→ **PROBLEM TO WORK ON**: Reproduce all of the data below verbatim, keeping every line unchanged.

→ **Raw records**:
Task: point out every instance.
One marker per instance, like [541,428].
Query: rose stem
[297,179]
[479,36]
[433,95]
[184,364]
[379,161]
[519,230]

→ **FULL OUTPUT**:
Task: point out every instance.
One marker per instance, like [541,428].
Query: rose stem
[297,179]
[479,36]
[433,95]
[184,364]
[379,161]
[519,230]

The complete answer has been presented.